-- begin --

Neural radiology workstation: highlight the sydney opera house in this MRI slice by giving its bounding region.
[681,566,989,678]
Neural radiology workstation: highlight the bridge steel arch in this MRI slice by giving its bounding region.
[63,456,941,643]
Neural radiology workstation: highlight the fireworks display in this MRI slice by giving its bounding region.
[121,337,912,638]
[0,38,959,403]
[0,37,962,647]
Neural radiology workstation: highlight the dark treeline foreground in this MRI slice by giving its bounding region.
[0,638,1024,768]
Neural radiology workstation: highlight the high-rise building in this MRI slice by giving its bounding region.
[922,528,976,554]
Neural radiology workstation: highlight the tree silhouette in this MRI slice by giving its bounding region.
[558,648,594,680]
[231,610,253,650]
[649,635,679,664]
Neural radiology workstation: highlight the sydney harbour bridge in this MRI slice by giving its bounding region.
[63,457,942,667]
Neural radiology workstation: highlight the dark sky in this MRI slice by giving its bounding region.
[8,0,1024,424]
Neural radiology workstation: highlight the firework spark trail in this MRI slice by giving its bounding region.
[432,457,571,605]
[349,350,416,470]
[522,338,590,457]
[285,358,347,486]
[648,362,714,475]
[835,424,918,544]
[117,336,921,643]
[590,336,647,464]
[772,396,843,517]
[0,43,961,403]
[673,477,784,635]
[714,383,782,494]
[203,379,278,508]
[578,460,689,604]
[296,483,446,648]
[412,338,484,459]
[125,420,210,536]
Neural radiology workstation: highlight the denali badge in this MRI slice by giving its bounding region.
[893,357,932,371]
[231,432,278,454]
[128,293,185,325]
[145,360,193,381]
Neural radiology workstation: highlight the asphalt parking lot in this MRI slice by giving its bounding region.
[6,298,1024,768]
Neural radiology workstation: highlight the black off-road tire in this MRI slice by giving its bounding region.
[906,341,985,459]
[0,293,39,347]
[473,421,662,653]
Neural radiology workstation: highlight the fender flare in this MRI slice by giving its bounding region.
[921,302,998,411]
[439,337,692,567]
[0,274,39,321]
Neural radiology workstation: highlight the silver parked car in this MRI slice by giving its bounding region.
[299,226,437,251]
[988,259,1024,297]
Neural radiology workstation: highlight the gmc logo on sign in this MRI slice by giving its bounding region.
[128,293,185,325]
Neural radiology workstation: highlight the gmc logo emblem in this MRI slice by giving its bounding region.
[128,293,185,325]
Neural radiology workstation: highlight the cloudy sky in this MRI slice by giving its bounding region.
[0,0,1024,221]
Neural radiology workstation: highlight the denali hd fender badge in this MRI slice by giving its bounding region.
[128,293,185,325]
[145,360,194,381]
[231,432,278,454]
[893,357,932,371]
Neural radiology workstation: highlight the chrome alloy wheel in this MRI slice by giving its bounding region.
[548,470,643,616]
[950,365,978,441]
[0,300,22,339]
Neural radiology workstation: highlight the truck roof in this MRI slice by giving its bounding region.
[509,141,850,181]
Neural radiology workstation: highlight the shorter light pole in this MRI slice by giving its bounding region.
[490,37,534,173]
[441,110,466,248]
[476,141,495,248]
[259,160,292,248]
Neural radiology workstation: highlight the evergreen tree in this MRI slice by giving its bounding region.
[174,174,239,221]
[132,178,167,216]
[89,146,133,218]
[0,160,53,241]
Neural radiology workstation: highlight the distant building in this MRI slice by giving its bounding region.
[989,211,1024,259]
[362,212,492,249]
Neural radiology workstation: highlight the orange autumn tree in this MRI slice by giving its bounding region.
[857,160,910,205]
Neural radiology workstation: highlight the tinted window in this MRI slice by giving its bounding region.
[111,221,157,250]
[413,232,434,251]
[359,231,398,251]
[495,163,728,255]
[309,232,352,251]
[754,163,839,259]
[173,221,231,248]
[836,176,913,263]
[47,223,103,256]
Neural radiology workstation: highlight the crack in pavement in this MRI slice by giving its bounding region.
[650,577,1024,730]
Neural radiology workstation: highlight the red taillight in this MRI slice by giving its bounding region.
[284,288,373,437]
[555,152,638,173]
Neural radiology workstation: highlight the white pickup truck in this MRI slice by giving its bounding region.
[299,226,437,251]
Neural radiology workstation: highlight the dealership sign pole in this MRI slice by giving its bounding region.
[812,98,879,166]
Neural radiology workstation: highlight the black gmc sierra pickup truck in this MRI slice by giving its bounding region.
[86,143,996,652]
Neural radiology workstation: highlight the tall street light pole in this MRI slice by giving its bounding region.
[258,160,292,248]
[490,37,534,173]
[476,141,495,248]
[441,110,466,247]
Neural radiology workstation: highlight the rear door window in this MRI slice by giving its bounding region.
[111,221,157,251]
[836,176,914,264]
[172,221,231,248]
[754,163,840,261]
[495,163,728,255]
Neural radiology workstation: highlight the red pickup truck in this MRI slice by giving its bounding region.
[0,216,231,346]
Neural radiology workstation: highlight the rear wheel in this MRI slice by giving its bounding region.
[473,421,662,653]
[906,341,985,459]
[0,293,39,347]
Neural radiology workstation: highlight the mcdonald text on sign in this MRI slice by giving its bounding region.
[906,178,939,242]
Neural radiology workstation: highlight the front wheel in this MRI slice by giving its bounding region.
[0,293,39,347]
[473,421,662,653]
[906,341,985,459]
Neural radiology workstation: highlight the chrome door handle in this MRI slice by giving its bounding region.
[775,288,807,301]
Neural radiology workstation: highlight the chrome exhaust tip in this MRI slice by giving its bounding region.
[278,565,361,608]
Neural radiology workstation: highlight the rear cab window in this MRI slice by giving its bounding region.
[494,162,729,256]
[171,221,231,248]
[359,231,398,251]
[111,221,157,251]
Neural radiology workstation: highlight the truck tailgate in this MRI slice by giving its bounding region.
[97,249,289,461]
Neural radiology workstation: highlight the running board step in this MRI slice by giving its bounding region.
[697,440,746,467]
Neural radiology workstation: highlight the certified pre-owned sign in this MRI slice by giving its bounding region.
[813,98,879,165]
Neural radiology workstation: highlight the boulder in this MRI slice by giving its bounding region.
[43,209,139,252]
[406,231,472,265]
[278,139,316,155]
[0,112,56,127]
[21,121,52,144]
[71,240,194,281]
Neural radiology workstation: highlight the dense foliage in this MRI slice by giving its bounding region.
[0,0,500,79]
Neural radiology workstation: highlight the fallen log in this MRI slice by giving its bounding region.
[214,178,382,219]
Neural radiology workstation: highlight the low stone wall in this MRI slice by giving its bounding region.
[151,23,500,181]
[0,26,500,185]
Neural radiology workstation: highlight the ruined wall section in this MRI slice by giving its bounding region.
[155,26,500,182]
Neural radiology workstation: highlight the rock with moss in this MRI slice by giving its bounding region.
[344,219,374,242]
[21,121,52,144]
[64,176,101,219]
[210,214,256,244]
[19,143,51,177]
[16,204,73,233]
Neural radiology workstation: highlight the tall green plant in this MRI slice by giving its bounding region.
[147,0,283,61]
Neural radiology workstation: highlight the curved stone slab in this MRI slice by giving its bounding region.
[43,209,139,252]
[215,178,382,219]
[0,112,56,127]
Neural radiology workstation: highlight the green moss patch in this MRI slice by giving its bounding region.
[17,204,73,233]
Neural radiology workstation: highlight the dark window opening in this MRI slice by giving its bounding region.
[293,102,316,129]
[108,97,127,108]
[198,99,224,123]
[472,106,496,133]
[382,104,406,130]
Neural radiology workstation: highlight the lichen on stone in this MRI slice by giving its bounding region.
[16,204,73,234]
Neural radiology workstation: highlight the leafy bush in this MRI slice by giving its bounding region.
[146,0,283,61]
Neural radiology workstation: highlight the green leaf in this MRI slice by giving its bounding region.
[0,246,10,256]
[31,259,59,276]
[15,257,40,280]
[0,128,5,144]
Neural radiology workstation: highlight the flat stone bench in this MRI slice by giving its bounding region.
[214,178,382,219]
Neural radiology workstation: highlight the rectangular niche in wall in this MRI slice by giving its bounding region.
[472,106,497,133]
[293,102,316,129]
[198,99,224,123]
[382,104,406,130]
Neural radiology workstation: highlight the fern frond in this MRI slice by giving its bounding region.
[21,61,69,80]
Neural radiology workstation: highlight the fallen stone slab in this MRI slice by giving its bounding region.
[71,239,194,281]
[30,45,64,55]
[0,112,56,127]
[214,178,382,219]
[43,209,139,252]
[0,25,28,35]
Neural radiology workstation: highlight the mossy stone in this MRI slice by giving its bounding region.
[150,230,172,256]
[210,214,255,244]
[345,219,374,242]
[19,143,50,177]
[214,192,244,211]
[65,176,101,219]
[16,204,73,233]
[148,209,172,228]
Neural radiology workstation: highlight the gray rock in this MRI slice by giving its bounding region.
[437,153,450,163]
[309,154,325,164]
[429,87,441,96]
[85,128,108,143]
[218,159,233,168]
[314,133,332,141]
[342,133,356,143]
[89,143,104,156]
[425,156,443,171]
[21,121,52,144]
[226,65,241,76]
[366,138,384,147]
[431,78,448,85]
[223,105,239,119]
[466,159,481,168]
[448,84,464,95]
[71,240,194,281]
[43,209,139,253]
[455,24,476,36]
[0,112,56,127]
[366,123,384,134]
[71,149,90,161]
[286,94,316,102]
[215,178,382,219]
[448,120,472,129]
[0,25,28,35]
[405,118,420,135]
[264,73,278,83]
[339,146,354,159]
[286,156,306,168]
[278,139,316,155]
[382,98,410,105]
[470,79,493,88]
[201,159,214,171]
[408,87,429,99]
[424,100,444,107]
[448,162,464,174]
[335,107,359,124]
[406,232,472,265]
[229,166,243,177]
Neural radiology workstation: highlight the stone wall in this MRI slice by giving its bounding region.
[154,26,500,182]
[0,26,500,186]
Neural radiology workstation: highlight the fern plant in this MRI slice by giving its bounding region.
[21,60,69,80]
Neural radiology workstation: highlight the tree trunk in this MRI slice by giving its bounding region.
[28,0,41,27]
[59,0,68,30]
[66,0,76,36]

-- end --

EXERCISE PROMPT: Put the lines of the records, starting at the one containing "Neural radiology workstation: highlight the dealership" and ending at the one containing "[278,565,361,608]", into a Markdown table with the columns No. and Entry. Number each row and leave out any blank lines.

WRITTEN ANSWER:
| No. | Entry |
|---|---|
| 1 | Neural radiology workstation: highlight the dealership sign pole in this MRI slice by giving its bounding region. |
| 2 | [812,98,879,166] |
| 3 | Neural radiology workstation: highlight the black gmc sierra pickup truck in this MRI slice by giving its bounding region. |
| 4 | [86,143,996,652] |
| 5 | Neural radiology workstation: highlight the tall street light pole in this MRI slice by giving its bounding region. |
| 6 | [258,160,292,248] |
| 7 | [490,37,534,173] |
| 8 | [476,141,495,248] |
| 9 | [441,110,466,247] |
| 10 | Neural radiology workstation: highlight the rear door window in this MRI slice by giving its bounding region. |
| 11 | [111,221,157,251] |
| 12 | [836,176,914,264] |
| 13 | [172,221,231,248] |
| 14 | [754,163,840,261] |
| 15 | [495,163,728,255] |
| 16 | Neural radiology workstation: highlight the red pickup truck in this MRI slice by giving its bounding region. |
| 17 | [0,216,231,346] |
| 18 | Neural radiology workstation: highlight the rear wheel in this MRI slice by giving its bounding region. |
| 19 | [473,421,662,653] |
| 20 | [906,341,985,459] |
| 21 | [0,293,39,347] |
| 22 | Neural radiology workstation: highlight the mcdonald text on sign in this MRI slice by giving its bounding region. |
| 23 | [906,178,939,242] |
| 24 | Neural radiology workstation: highlight the front wheel in this MRI slice by giving its bounding region. |
| 25 | [0,293,39,347] |
| 26 | [473,421,662,653] |
| 27 | [906,341,985,459] |
| 28 | Neural radiology workstation: highlight the chrome door handle in this MRI slice by giving its bounding region. |
| 29 | [775,288,807,301] |
| 30 | Neural radiology workstation: highlight the chrome exhaust tip in this MRI slice by giving its bounding region. |
| 31 | [278,565,361,608] |